§ Instructions
1. List every specific body location named in the macrophage study summary.
2. Summarize the macrophage study summary in two sentences.
3. Pick up the macrophage study summary after its last sentence and continue it.

(Text section)

Recent research highlights the dual role of VEGF-C-producing macrophages in breast tumors, potentially guiding metastasis to less harmful areas, opening new avenues for targeted cancer therapies.

A new study from Karolinska Institutet published in Cell reports shows that tumor-associated macrophages, which are white blood cells that are found in breast tumors, can both help and hinder the spread of cancer cells to other organs. The researchers found that macrophages that produce a substance called VEGF-C reduce the spread of breast cancer to the lungs but increase the spread to the lymph nodes. This may have implications for the prognosis and treatment of breast cancer.

(End Text section)
(Data shown)

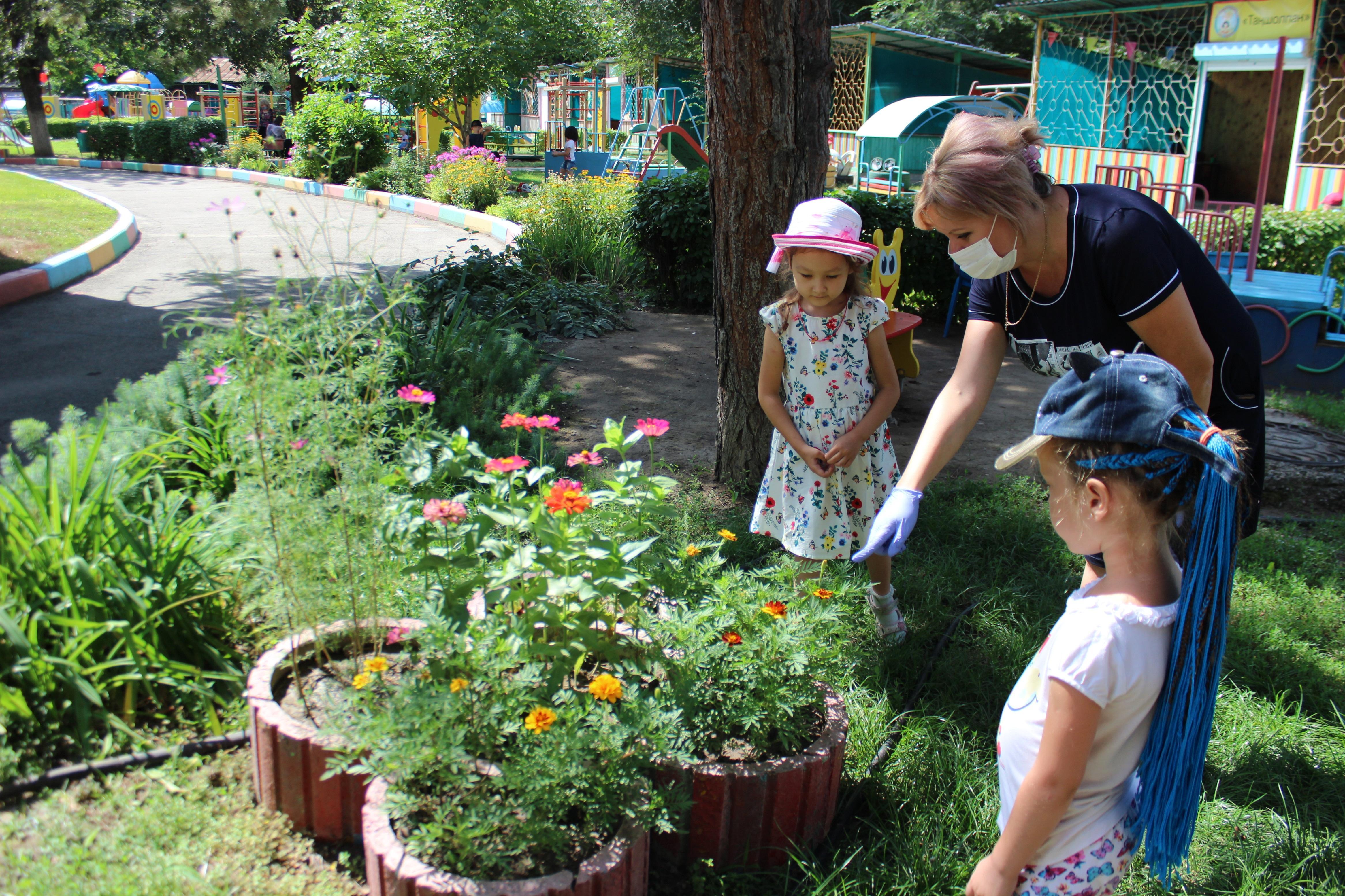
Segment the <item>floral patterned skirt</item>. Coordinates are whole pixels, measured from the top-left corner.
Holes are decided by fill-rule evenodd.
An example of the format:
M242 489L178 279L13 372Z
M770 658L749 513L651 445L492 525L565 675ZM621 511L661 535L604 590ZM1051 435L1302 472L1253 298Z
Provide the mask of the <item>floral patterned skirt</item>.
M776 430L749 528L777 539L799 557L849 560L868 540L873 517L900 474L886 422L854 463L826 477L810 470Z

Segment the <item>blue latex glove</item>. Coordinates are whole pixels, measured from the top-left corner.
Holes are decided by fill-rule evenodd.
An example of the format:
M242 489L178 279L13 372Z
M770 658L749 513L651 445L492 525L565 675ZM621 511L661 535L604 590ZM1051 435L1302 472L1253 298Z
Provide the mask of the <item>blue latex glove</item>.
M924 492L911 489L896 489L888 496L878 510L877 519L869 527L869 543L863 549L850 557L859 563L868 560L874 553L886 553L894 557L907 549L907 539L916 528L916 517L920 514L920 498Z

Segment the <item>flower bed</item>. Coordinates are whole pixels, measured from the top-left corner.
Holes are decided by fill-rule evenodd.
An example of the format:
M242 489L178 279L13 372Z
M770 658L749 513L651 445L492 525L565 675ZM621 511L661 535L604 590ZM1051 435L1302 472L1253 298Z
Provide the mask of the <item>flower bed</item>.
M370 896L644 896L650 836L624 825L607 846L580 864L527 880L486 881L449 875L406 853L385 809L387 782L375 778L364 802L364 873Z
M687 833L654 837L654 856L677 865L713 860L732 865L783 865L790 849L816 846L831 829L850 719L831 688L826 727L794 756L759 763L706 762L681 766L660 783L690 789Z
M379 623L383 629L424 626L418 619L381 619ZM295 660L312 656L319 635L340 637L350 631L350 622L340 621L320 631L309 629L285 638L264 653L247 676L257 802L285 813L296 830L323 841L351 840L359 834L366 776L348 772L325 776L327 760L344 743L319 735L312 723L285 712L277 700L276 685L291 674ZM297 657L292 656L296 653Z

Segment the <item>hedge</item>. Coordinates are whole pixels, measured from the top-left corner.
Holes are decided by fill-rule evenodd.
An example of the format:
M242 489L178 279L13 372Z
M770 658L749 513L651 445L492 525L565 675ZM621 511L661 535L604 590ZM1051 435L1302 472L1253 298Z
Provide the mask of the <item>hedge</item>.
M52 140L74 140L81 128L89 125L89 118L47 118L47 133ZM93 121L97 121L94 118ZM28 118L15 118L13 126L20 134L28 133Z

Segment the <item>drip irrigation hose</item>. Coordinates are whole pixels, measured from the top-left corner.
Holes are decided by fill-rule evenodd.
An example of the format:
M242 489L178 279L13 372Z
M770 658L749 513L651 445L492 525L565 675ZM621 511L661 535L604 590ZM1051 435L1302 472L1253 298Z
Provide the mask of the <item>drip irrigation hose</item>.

(End Data shown)

§ Answers provided
1.
- Breast
- Lungs
- Lymph nodes

2. A Karolinska Institutet study published in Cell reports found that tumor-associated macrophages in breast tumors can both help and hinder the spread of cancer cells to other organs. Macrophages that produce VEGF-C reduce spread to the lungs but increase spread to the lymph nodes, which may affect breast cancer prognosis and treatment and open new avenues for targeted therapies.

3.
Understanding Breast Cancer and the Role of TAMs

Breast cancer is one of the most common cancers in the world, and most cases are hormone-dependent and can be treated with hormone therapy. But even several years after diagnosis, breast cancer can spread to other parts of the body, such as lungs, brain, and bone marrow. It is not entirely clear what causes this long-term risk, but a possible factor is the white blood cells called tumor-associated macrophages (TAMs). TAMs are abundant in breast tumors, playing a dual role in facilitating and impeding the spread of cancer cells. Specifically, perivascular TAMs, a subset wrapped around vessels, regulate blood vessel function and guide or block cancer cell entry into the vasculature, impacting their potential spreading to other organs.

Dual Effects of VEGF-C Producing TAMs

Associate Professor Charlotte Rolny at the Department of Oncology-Pathology and colleagues have studied a special type of TAMs that produces a substance called VEGF-C. This substance is known to affect the formation of new lymphatic vessels in tumors, which can facilitate the transport of cancer cells to other organs. However, the researchers discovered that TAMs that express VEGF-C have a dual effect: they reduce the spread of breast cancer to the lungs but increase the spread to the lymph nodes at the same time.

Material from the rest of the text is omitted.